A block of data
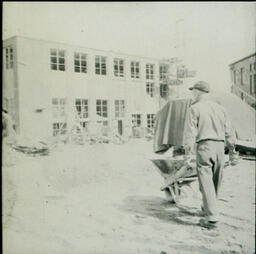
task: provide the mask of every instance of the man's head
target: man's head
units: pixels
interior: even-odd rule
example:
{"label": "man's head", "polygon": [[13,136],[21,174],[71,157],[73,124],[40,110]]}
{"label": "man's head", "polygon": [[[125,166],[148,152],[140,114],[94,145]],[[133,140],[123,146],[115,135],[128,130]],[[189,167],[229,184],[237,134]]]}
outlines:
{"label": "man's head", "polygon": [[192,90],[193,99],[194,101],[197,101],[202,96],[210,92],[210,85],[207,82],[199,81],[196,84],[194,84],[193,87],[190,87],[189,90]]}

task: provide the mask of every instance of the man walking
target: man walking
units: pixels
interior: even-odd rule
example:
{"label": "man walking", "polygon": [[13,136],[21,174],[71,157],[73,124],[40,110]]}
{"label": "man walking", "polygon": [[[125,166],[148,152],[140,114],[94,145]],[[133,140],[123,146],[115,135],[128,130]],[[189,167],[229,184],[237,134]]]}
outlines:
{"label": "man walking", "polygon": [[235,135],[225,109],[208,98],[210,86],[199,81],[189,88],[193,104],[185,131],[185,151],[190,154],[196,143],[196,164],[205,219],[199,224],[214,228],[218,221],[217,196],[224,168],[224,144],[234,149]]}

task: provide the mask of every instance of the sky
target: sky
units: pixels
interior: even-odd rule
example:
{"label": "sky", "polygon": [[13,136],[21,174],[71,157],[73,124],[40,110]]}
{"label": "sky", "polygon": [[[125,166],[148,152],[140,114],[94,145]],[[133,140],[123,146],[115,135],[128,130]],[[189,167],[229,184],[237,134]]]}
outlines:
{"label": "sky", "polygon": [[216,90],[256,51],[255,2],[4,2],[15,35],[153,58],[180,57]]}

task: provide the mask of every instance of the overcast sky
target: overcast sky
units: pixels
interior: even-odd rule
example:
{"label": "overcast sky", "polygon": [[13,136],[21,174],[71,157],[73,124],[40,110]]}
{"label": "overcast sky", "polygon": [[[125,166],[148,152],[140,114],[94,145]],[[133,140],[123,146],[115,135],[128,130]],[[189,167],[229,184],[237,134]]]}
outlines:
{"label": "overcast sky", "polygon": [[179,56],[212,87],[255,52],[255,2],[4,2],[3,39],[23,35],[128,54]]}

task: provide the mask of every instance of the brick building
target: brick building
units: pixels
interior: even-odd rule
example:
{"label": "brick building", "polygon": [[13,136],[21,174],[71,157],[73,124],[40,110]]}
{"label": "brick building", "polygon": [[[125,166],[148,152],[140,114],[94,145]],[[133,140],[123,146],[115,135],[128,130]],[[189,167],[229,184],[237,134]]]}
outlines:
{"label": "brick building", "polygon": [[232,93],[255,107],[256,96],[256,53],[229,65]]}

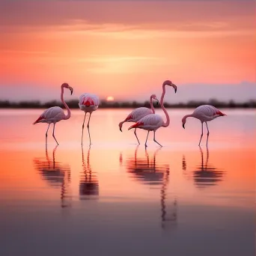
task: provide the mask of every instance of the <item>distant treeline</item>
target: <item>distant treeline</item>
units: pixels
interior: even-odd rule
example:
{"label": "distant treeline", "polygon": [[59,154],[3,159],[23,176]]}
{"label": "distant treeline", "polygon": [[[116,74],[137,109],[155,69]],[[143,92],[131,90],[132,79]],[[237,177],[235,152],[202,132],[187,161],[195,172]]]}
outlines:
{"label": "distant treeline", "polygon": [[[67,104],[70,109],[79,109],[78,100],[72,100],[67,101]],[[208,101],[200,100],[190,100],[187,103],[165,103],[165,108],[196,108],[200,105],[210,104],[216,106],[216,108],[256,108],[256,100],[251,100],[244,103],[236,103],[234,100],[228,102],[219,101],[217,100],[210,100]],[[52,100],[46,103],[40,103],[40,101],[20,101],[20,102],[10,102],[8,100],[0,100],[0,109],[47,109],[52,106],[58,106],[61,108],[64,107],[60,101]],[[160,108],[160,105],[153,103],[155,108]],[[102,109],[125,109],[125,108],[138,108],[145,106],[150,108],[150,102],[145,101],[144,103],[133,102],[116,102],[116,101],[106,101],[101,100],[100,107]]]}

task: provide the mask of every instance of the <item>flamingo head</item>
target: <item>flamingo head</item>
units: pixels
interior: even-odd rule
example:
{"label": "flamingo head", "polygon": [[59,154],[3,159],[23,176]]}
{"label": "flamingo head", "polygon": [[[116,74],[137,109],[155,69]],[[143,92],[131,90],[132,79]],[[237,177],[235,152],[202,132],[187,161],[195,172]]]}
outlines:
{"label": "flamingo head", "polygon": [[121,132],[123,132],[123,131],[122,131],[123,122],[119,123],[118,125],[119,125],[119,129],[120,129]]}
{"label": "flamingo head", "polygon": [[153,99],[153,100],[156,100],[156,104],[158,105],[159,101],[158,101],[158,99],[157,99],[157,97],[156,97],[156,94],[152,94],[152,95],[150,96],[150,97],[151,97],[152,99]]}
{"label": "flamingo head", "polygon": [[70,89],[71,92],[71,95],[73,94],[73,88],[70,86],[67,82],[64,82],[61,85],[61,87],[64,87],[65,88]]}
{"label": "flamingo head", "polygon": [[163,84],[162,84],[162,86],[165,86],[165,85],[169,85],[169,86],[172,86],[174,88],[174,91],[175,91],[175,94],[177,92],[177,85],[175,85],[170,80],[165,80]]}
{"label": "flamingo head", "polygon": [[183,118],[182,118],[182,127],[185,129],[185,124],[186,124],[186,117],[183,117]]}

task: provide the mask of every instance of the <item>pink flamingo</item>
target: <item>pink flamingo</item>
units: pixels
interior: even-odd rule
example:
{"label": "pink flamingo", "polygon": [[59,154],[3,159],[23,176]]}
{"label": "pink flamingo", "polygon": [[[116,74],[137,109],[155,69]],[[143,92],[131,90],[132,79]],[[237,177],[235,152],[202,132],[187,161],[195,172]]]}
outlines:
{"label": "pink flamingo", "polygon": [[205,123],[207,128],[207,145],[208,144],[208,138],[209,138],[209,129],[207,126],[207,122],[219,118],[222,116],[227,115],[225,114],[222,113],[218,109],[214,107],[211,105],[201,105],[197,107],[193,113],[191,115],[186,115],[182,118],[182,126],[185,129],[185,124],[186,120],[187,118],[192,117],[197,119],[199,119],[202,124],[202,133],[201,134],[201,138],[199,141],[198,146],[200,146],[201,141],[203,137],[204,134],[204,128],[203,128],[203,124]]}
{"label": "pink flamingo", "polygon": [[82,123],[82,142],[81,142],[82,144],[82,138],[84,135],[85,121],[86,114],[88,112],[90,113],[90,116],[89,116],[88,123],[87,124],[87,129],[88,130],[88,134],[89,134],[90,145],[91,144],[90,128],[89,128],[91,115],[94,111],[98,109],[99,104],[100,104],[99,97],[95,94],[83,94],[79,97],[79,109],[85,112],[85,118],[84,118],[84,122]]}
{"label": "pink flamingo", "polygon": [[[124,121],[121,121],[119,123],[119,129],[122,132],[122,126],[123,124],[125,122],[138,122],[139,120],[141,120],[142,118],[145,117],[147,115],[150,114],[155,114],[155,109],[153,108],[153,103],[152,103],[152,99],[154,99],[157,100],[157,104],[158,104],[158,100],[156,98],[156,96],[155,94],[152,94],[150,96],[150,107],[151,109],[145,107],[141,107],[141,108],[137,108],[134,109],[131,113],[128,115],[127,118],[124,119]],[[139,143],[138,138],[137,137],[136,134],[136,128],[134,130],[134,134],[136,136],[138,143]]]}
{"label": "pink flamingo", "polygon": [[163,99],[165,94],[165,85],[172,86],[174,90],[175,93],[177,91],[177,86],[173,84],[170,80],[166,80],[162,83],[162,94],[161,96],[161,100],[160,100],[160,106],[162,109],[165,114],[166,116],[166,122],[165,123],[162,118],[157,115],[157,114],[150,114],[147,115],[141,120],[139,120],[137,123],[132,125],[130,127],[128,128],[128,129],[130,129],[132,128],[139,128],[143,129],[147,131],[147,139],[145,141],[145,147],[147,147],[147,141],[148,138],[149,132],[153,131],[153,141],[156,142],[159,146],[162,147],[159,142],[156,140],[156,131],[157,129],[160,127],[167,127],[170,124],[170,118],[168,115],[168,112],[166,109],[165,109],[163,106]]}
{"label": "pink flamingo", "polygon": [[69,109],[67,103],[64,102],[63,99],[63,94],[64,94],[64,88],[68,88],[71,91],[71,95],[73,94],[73,88],[70,87],[67,83],[64,82],[64,84],[61,85],[61,100],[63,103],[63,105],[65,106],[65,108],[67,110],[67,115],[65,115],[63,109],[58,106],[54,106],[52,108],[49,108],[48,109],[46,109],[43,114],[35,121],[33,124],[37,124],[37,123],[47,123],[49,124],[46,133],[46,144],[47,144],[47,133],[48,133],[48,129],[50,126],[50,124],[52,123],[53,124],[53,131],[52,131],[52,137],[58,144],[56,138],[54,134],[54,131],[55,129],[55,124],[59,122],[61,120],[67,120],[70,118],[71,112],[70,109]]}

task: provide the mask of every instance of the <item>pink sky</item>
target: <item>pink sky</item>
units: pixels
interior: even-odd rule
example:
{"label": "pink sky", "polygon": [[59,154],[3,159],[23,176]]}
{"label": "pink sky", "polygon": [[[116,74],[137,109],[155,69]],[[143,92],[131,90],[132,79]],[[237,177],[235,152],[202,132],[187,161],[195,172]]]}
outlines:
{"label": "pink sky", "polygon": [[253,1],[0,3],[0,99],[58,100],[67,82],[145,100],[167,79],[181,101],[256,93]]}

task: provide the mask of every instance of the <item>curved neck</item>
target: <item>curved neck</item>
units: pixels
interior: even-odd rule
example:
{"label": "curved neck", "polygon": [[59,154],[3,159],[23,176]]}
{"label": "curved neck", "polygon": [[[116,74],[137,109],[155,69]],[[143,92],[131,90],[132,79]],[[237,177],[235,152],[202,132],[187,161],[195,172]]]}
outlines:
{"label": "curved neck", "polygon": [[150,97],[150,108],[151,108],[151,110],[152,110],[152,114],[155,114],[155,109],[153,108],[153,100],[152,100],[152,97]]}
{"label": "curved neck", "polygon": [[186,115],[183,116],[183,118],[182,118],[183,122],[186,122],[186,120],[187,118],[193,118],[194,115],[193,114],[189,114],[189,115]]}
{"label": "curved neck", "polygon": [[65,106],[66,109],[67,110],[67,115],[65,115],[65,118],[64,119],[69,119],[71,116],[71,112],[70,108],[68,107],[68,106],[67,105],[67,103],[64,102],[64,99],[63,99],[63,94],[64,94],[64,87],[61,86],[61,102],[63,103],[63,105]]}
{"label": "curved neck", "polygon": [[167,127],[170,124],[170,118],[169,118],[169,115],[168,115],[166,109],[165,109],[165,107],[163,106],[163,98],[165,97],[165,85],[162,85],[162,94],[161,96],[160,105],[161,105],[161,108],[163,110],[163,112],[165,112],[165,117],[166,117],[166,122],[163,123],[162,127]]}

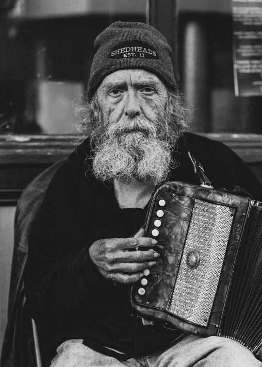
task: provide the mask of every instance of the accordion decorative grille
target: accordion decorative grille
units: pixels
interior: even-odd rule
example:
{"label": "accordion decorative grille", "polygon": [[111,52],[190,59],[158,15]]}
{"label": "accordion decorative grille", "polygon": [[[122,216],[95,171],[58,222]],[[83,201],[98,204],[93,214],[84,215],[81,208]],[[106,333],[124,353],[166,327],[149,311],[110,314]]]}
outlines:
{"label": "accordion decorative grille", "polygon": [[[212,308],[234,209],[196,199],[191,221],[168,311],[194,324],[206,326]],[[200,256],[196,269],[187,265],[188,253]]]}

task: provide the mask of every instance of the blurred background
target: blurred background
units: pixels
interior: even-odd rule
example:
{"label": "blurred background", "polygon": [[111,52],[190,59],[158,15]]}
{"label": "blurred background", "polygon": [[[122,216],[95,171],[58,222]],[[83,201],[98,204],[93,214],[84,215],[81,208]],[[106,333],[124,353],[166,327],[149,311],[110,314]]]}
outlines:
{"label": "blurred background", "polygon": [[262,181],[262,98],[235,96],[231,9],[231,0],[0,1],[0,348],[17,200],[73,150],[71,102],[111,23],[147,22],[164,34],[192,130],[228,144]]}

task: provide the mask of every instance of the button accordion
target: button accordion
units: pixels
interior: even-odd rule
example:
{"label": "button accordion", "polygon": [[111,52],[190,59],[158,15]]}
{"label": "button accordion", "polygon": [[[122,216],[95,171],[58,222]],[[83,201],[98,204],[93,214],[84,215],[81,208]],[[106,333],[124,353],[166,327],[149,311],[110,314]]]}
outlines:
{"label": "button accordion", "polygon": [[262,360],[262,203],[226,190],[168,182],[152,195],[146,237],[156,265],[131,302],[148,320],[239,342]]}

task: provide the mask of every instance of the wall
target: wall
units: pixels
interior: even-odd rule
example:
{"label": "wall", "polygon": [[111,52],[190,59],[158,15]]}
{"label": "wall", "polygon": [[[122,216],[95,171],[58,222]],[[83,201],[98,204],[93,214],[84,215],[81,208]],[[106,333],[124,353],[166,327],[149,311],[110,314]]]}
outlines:
{"label": "wall", "polygon": [[6,325],[15,210],[14,206],[0,206],[0,350]]}

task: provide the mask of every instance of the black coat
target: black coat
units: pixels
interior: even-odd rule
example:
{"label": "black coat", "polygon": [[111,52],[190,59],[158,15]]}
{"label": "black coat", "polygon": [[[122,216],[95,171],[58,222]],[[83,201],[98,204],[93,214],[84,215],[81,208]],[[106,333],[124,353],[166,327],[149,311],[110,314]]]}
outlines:
{"label": "black coat", "polygon": [[[215,188],[240,185],[262,201],[261,184],[238,156],[224,144],[190,133],[173,153],[179,164],[169,181],[200,184],[189,150]],[[58,169],[35,220],[25,272],[28,306],[52,353],[63,341],[76,338],[93,349],[102,345],[146,354],[166,346],[180,332],[143,326],[130,304],[130,286],[103,278],[88,250],[98,239],[131,236],[143,225],[147,206],[120,209],[113,184],[98,182],[89,170],[88,154],[86,141]]]}

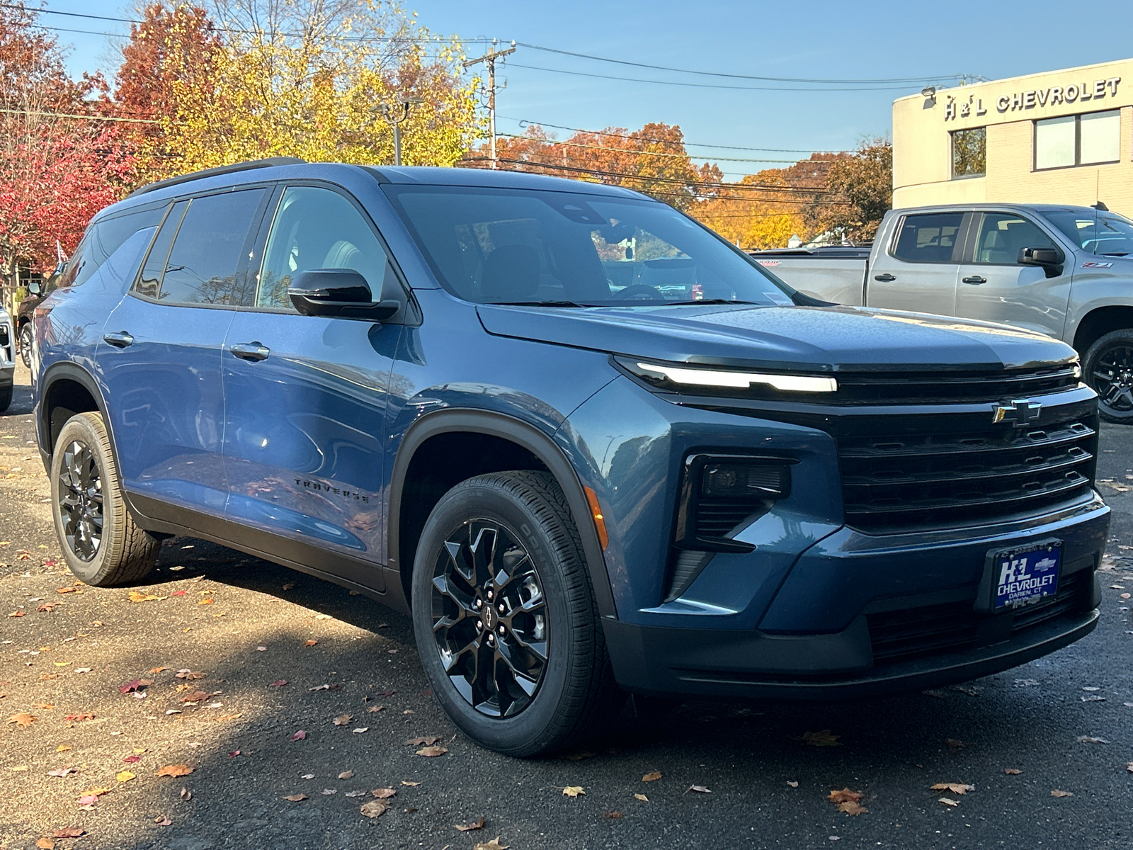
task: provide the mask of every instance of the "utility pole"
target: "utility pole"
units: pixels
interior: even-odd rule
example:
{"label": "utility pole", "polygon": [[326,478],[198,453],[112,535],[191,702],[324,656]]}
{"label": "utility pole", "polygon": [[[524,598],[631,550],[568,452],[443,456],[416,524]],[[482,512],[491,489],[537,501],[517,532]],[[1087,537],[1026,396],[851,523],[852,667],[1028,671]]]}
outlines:
{"label": "utility pole", "polygon": [[495,61],[496,59],[503,59],[509,53],[516,52],[514,41],[511,43],[511,46],[508,48],[506,50],[496,50],[497,43],[499,42],[495,39],[493,39],[492,49],[487,53],[476,59],[469,59],[468,61],[463,62],[465,68],[470,68],[471,66],[477,65],[478,62],[484,62],[484,65],[486,65],[488,69],[488,134],[491,136],[491,142],[489,142],[491,147],[488,150],[491,151],[491,156],[492,156],[492,168],[500,167],[495,155],[495,92],[496,92]]}

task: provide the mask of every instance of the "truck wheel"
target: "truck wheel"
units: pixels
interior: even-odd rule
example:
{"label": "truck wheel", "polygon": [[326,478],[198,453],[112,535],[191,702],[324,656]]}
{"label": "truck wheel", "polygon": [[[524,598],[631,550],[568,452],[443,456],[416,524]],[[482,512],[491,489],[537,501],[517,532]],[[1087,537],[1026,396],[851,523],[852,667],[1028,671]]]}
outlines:
{"label": "truck wheel", "polygon": [[67,566],[96,587],[150,575],[161,541],[126,510],[110,436],[99,414],[67,420],[51,457],[51,512]]}
{"label": "truck wheel", "polygon": [[417,547],[412,615],[434,694],[483,747],[557,750],[620,705],[578,529],[547,473],[482,475],[441,499]]}
{"label": "truck wheel", "polygon": [[1133,329],[1110,331],[1090,346],[1082,373],[1098,393],[1101,418],[1133,424]]}
{"label": "truck wheel", "polygon": [[32,368],[32,323],[25,322],[19,329],[19,358]]}

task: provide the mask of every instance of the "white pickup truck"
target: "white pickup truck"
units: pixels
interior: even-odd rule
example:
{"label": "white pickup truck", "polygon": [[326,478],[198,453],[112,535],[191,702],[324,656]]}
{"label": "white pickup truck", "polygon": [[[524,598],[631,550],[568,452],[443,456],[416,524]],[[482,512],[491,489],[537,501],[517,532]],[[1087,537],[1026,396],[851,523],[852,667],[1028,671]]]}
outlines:
{"label": "white pickup truck", "polygon": [[891,210],[872,248],[752,252],[836,304],[998,322],[1072,345],[1101,416],[1133,424],[1133,222],[1094,206]]}

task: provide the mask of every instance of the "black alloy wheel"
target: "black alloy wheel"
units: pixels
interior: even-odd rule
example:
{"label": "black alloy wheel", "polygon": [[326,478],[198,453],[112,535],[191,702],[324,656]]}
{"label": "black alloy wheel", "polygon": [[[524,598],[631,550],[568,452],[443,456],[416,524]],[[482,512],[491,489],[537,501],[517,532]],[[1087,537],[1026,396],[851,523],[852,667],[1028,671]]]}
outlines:
{"label": "black alloy wheel", "polygon": [[93,561],[102,545],[102,475],[85,443],[73,440],[63,448],[58,492],[67,545],[79,560]]}
{"label": "black alloy wheel", "polygon": [[1082,372],[1098,393],[1101,418],[1133,424],[1133,330],[1111,331],[1094,342]]}
{"label": "black alloy wheel", "polygon": [[538,570],[516,534],[475,519],[448,537],[433,570],[433,622],[444,671],[476,711],[511,717],[531,704],[550,622]]}

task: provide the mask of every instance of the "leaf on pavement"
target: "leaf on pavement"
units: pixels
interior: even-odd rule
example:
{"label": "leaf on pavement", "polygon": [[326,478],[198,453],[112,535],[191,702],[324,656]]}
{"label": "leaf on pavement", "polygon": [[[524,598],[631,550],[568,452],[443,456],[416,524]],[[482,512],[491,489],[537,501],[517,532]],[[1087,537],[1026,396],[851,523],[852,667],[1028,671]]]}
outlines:
{"label": "leaf on pavement", "polygon": [[930,785],[931,791],[952,791],[954,794],[965,794],[969,791],[974,791],[976,785],[968,785],[963,782],[937,782],[935,785]]}

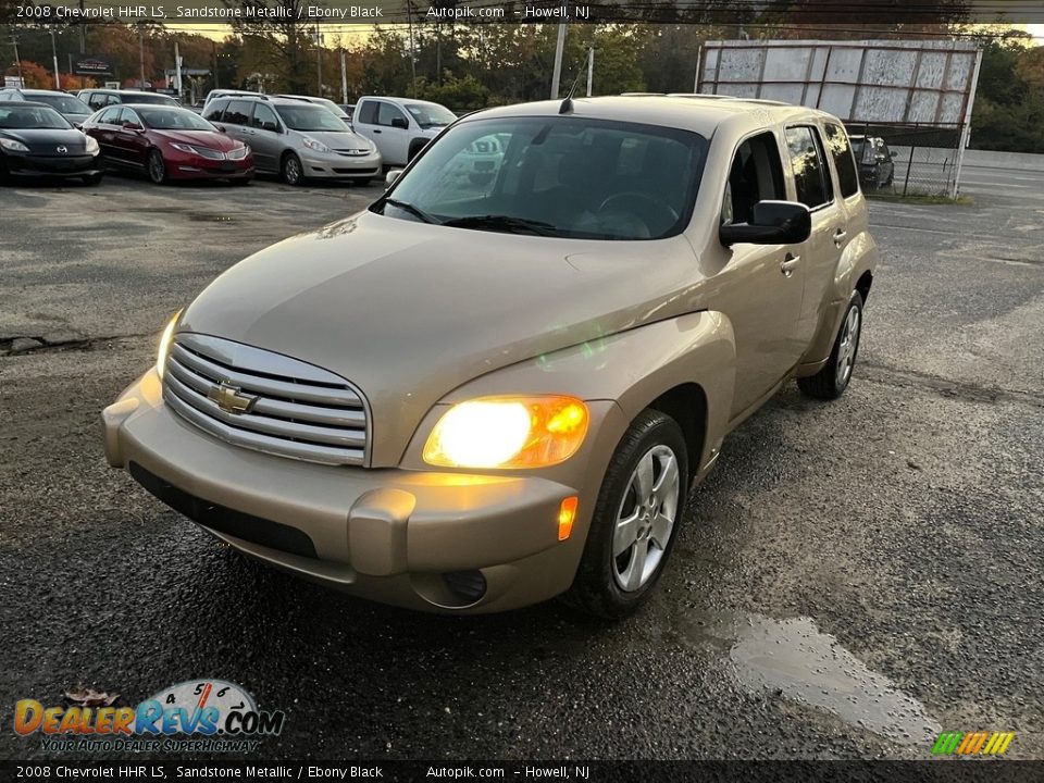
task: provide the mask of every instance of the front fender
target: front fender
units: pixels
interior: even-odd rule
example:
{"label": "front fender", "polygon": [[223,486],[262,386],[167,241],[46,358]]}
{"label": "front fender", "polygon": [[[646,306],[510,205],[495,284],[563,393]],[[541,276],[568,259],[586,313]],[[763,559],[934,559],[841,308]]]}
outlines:
{"label": "front fender", "polygon": [[877,269],[878,256],[878,245],[870,232],[859,232],[845,245],[834,268],[834,278],[826,288],[816,336],[801,359],[798,375],[815,375],[822,368],[823,362],[830,358],[841,319],[844,318],[848,306],[848,298],[859,278],[865,273],[872,273]]}
{"label": "front fender", "polygon": [[570,486],[586,483],[587,477],[600,484],[631,421],[663,393],[697,384],[707,400],[707,426],[699,465],[691,465],[695,473],[725,435],[735,357],[732,323],[717,311],[687,313],[538,356],[483,375],[447,395],[421,422],[402,467],[425,468],[421,458],[424,442],[452,405],[493,395],[566,394],[588,402],[592,432],[580,452],[540,474]]}

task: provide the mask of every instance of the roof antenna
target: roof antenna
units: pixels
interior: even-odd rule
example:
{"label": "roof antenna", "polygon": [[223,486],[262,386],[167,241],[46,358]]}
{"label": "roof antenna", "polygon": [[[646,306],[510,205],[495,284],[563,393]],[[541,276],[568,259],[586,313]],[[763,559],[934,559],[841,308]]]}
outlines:
{"label": "roof antenna", "polygon": [[573,79],[572,87],[569,88],[569,95],[566,96],[566,100],[562,101],[562,105],[558,108],[559,114],[570,114],[573,111],[573,92],[576,91],[576,85],[580,84],[580,77],[584,75],[584,66],[580,66],[580,71],[576,72],[576,78]]}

Objective: Pick out and copy every line in the records above that contains the word "blurred", matching case exactly.

Finished exercise:
task: provide the mask of every instance of the blurred background
target: blurred background
{"label": "blurred background", "polygon": [[111,52],[190,59],[158,15]]}
{"label": "blurred background", "polygon": [[[122,216],[95,171],[58,222]],[[83,201],[98,204],[93,214],[84,215],[81,208]],[[106,333],[124,353],[166,327],[149,311],[110,314]]]}
{"label": "blurred background", "polygon": [[262,181],[262,98],[235,96],[231,9],[231,0],[0,1],[0,348],[17,200],[73,150],[71,102],[111,23],[147,22],[164,34],[192,130],[228,144]]}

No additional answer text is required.